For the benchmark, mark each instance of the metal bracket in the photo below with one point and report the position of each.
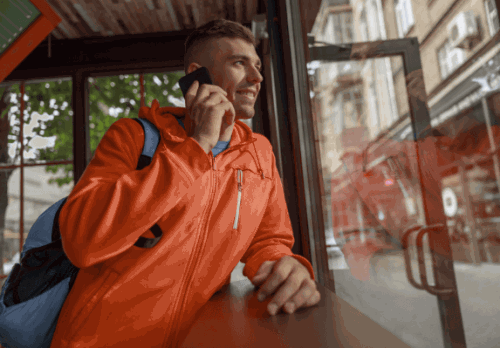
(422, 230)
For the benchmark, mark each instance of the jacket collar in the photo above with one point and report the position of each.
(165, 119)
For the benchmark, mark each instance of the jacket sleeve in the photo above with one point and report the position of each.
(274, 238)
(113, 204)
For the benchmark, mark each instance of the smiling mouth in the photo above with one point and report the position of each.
---
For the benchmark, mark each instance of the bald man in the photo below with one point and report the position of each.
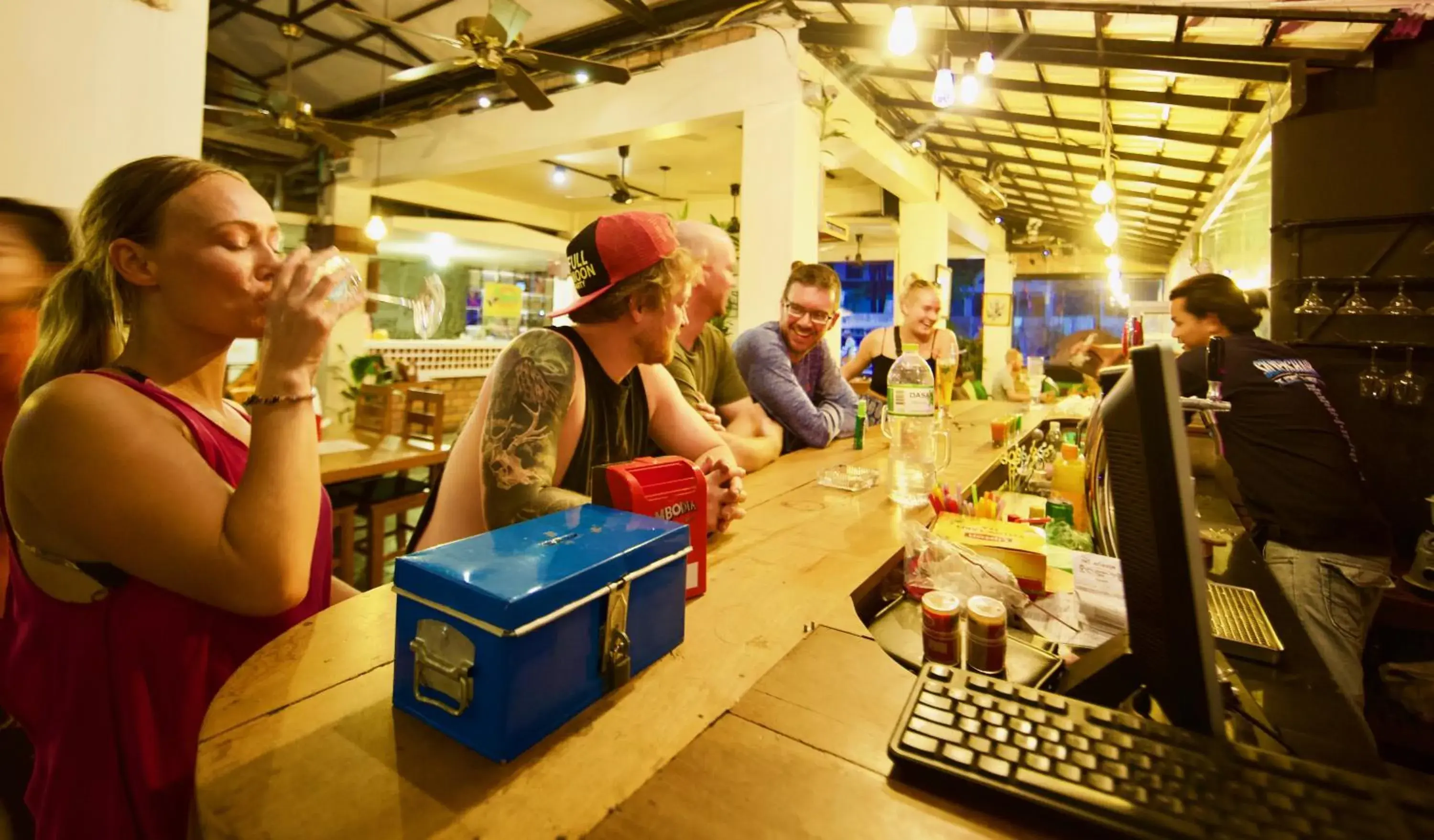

__YOUR GOAL__:
Rewrite the material from the line with "For the benchmark, mark each instance of the metal" to the line with "For the benchmark, mark each instance of the smiling", changing "jacket" to "coat" and keeping everything else the same. Leave the pictures out.

__RESPONSE BELOW__:
For the benchmark, mark each instance of the metal bracket in the photo below with one point and report the position of each.
(422, 230)
For the benchmark, mark each instance of the coat collar in the photo above with one point and report the position of each.
(165, 119)
For the benchmark, mark each instance of the coat sleeve in the photo above with one point and report the position of each.
(274, 238)
(113, 204)
For the benchmark, mark each instance of the smiling mouth in the photo above with one point and report the position of each.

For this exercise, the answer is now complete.